## Artigo
============================================================
Thomaz Wood Jr.*
Pesquisadores franceses comprovam que clientes de marcas de luxo são menos propensos a ajudar o próximo
O mercado de bens de luxo integra um amplo sistema de produção e consumo centrado em valores materialista.
Nas últimas décadas,
houve uma explosão de marcas e artigos de luxo. O mercado, antes
restrito a uma diminuta elite urbana dos países desenvolvidos, ganhou o
mundo. Produtores se expandiram e consolidaram, constituindo corporações
bilionárias. Artigos com grifes de luxo são hoje cultuados e consumidos
por exuberantes caipiras na China, na Rússia e no Brasil.
Bens de luxo são associados a prestígio pessoal e status social.
Áreas de marketing e agências de propaganda manipulam meticulosamente
os seus atributos para fortalecer a autoestima e diferenciar quem os
adquire e exibe. Pesquisadores observam que o consumo extravagante de
bens de luxo é usado em certos círculos para atrair parceiros ou
parceiras e desencorajar rivais.
O mercado de bens de
luxo integra um amplo sistema de produção e consumo centrado em valores
materialistas, segundo os quais a imagem e a identidade pessoal emanam
das posses exibidas. O materialismo segue o dinheiro. Trabalhos
acadêmicos indicam que indivíduos que valorizam mais o dinheiro são
menos sociais e menos éticos, e tendem a se comportar com menor empatia e
menos compaixão.
Ocorre que a maior parte da pesquisa científica sobre o
efeito do consumo de bens de luxo foi realizada em laboratório, em
experimentos nos quais indivíduos se submeteram voluntariamente a
estímulos projetados por pesquisadores. Poucos estudos científicos sobre
o tema foram realizados em ambiente natural, nas lojas ou centros de
compras.
============================================================
## Dados da tarefa
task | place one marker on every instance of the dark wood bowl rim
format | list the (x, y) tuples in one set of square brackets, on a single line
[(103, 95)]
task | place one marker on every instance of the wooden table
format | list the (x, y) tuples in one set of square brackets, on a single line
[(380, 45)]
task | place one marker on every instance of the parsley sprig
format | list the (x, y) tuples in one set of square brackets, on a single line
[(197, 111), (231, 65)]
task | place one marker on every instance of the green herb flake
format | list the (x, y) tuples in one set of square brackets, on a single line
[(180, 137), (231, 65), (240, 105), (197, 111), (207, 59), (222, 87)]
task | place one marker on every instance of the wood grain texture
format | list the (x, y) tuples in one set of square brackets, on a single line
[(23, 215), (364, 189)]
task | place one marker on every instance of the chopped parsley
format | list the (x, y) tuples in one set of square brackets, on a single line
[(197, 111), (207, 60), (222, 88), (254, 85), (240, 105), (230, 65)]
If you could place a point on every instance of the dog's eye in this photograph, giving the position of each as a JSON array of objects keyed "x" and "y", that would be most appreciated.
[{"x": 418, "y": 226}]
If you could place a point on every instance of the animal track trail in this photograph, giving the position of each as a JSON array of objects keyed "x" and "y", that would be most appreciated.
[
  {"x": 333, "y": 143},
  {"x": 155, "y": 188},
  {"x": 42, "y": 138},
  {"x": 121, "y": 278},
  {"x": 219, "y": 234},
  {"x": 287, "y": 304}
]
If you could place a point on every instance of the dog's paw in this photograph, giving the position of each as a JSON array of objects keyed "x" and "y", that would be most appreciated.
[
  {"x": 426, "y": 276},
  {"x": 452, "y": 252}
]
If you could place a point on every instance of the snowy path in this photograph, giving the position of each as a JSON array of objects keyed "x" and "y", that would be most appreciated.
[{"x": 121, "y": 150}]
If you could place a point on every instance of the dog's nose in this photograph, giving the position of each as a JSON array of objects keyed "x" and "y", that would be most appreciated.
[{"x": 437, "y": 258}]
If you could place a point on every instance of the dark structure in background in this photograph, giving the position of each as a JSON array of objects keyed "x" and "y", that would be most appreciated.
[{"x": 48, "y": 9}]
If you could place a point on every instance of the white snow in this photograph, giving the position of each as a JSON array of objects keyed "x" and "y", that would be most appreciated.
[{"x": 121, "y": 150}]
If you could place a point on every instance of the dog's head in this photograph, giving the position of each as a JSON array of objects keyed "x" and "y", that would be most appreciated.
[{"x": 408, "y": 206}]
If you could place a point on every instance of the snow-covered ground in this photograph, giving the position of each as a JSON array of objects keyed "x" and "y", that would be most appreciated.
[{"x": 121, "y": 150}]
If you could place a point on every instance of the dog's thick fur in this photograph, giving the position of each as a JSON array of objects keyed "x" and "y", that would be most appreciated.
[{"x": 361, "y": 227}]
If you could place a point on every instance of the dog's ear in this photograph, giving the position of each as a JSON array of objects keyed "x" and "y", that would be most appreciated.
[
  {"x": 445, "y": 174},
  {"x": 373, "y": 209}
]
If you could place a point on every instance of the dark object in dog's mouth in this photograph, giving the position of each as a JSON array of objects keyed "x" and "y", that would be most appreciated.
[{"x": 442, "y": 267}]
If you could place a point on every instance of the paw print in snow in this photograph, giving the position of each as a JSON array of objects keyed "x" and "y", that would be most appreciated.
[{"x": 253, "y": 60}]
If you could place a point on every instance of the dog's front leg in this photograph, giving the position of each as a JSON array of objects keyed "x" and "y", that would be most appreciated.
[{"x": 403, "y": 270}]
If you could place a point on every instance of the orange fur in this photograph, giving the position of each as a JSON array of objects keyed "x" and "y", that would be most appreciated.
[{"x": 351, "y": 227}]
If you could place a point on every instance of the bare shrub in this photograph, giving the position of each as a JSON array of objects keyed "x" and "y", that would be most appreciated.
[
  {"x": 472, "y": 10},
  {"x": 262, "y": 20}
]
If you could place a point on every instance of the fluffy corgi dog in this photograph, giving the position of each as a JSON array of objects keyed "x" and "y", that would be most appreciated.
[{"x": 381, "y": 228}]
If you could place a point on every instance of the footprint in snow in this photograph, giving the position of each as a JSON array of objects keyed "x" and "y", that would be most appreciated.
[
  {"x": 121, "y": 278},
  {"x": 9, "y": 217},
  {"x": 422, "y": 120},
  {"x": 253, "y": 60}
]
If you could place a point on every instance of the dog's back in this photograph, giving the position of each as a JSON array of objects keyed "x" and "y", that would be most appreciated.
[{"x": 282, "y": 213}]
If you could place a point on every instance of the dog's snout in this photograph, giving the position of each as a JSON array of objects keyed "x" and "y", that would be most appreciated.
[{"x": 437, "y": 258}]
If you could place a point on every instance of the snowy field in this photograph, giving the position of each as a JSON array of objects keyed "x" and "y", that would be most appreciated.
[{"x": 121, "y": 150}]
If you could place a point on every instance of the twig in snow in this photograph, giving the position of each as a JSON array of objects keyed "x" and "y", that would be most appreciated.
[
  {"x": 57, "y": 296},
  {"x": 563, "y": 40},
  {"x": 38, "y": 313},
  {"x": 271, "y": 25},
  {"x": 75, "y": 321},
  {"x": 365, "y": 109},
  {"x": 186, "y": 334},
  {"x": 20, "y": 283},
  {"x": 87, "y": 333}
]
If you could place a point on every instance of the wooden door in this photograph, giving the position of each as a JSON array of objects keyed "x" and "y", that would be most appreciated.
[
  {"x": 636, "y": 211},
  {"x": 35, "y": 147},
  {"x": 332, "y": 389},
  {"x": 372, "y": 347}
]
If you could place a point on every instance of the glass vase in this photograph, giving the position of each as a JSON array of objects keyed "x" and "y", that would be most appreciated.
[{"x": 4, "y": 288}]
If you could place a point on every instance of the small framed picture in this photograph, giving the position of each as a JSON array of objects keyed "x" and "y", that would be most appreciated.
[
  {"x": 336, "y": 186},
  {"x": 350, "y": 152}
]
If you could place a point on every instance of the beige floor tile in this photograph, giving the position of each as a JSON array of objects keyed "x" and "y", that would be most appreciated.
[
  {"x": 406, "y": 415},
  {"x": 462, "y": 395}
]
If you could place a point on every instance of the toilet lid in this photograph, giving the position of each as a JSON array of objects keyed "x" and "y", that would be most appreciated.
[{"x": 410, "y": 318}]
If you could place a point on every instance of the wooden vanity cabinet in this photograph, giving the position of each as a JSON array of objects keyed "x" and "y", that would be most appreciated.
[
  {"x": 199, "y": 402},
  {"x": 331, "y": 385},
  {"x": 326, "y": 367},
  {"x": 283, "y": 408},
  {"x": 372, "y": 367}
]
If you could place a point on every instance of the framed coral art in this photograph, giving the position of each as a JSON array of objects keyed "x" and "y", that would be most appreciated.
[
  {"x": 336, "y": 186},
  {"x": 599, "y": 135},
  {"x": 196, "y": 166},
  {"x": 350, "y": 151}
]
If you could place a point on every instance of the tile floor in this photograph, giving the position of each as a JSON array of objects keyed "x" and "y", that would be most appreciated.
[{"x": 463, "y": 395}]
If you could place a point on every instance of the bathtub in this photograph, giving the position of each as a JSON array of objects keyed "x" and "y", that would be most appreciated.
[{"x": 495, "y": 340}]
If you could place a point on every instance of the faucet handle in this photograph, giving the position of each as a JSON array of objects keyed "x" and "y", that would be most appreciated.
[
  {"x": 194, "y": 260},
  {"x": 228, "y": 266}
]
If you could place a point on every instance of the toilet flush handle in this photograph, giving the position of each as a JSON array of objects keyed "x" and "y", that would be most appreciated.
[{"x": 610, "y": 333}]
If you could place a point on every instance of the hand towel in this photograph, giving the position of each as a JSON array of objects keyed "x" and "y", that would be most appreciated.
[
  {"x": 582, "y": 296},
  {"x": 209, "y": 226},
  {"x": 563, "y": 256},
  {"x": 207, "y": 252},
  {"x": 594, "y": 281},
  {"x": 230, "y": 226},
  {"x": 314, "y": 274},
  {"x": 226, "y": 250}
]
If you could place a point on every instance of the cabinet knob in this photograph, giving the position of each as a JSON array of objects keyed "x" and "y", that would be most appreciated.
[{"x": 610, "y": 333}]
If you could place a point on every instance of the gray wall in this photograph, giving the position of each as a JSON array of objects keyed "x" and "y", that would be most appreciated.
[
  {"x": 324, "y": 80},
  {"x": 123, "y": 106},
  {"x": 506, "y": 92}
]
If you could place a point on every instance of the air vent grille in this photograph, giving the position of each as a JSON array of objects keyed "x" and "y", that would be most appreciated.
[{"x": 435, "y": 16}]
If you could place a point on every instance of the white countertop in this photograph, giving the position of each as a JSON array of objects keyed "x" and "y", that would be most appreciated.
============================================================
## Tarefas
a. Reescreva em forma de lista o parágrafo do artigo que começa com "Bens de luxo são associados", mantendo seus fatos principais.
b. Transforme as entradas, começando na primeira e terminando na linha que contém "59), (222, 87)]", em um CSV de duas colunas chamadas pedido e resposta, com uma linha por pedido. Coloque cada campo entre aspas e substitua as quebras de linha por espaços.
O artigo e as entradas não têm nenhuma relação entre si.

## Respostas
a.
- Bens de luxo estão ligados a prestígio pessoal e status social.
- Áreas de marketing e agências de propaganda manipulam com cuidado os atributos desses bens para reforçar a autoestima e diferenciar quem os compra e exibe.
- Segundo pesquisadores, em certos círculos o consumo extravagante de bens de luxo serve para atrair parceiros ou parceiras e desencorajar rivais.

b.
pedido,resposta
"task | place one marker on every instance of the dark wood bowl rim format | list the (x, y) tuples in one set of square brackets, on a single line","[(103, 95)]"
"task | place one marker on every instance of the wooden table format | list the (x, y) tuples in one set of square brackets, on a single line","[(380, 45)]"
"task | place one marker on every instance of the parsley sprig format | list the (x, y) tuples in one set of square brackets, on a single line","[(197, 111), (231, 65)]"
"task | place one marker on every instance of the green herb flake format | list the (x, y) tuples in one set of square brackets, on a single line","[(180, 137), (231, 65), (240, 105), (197, 111), (207, 59), (222, 87)]"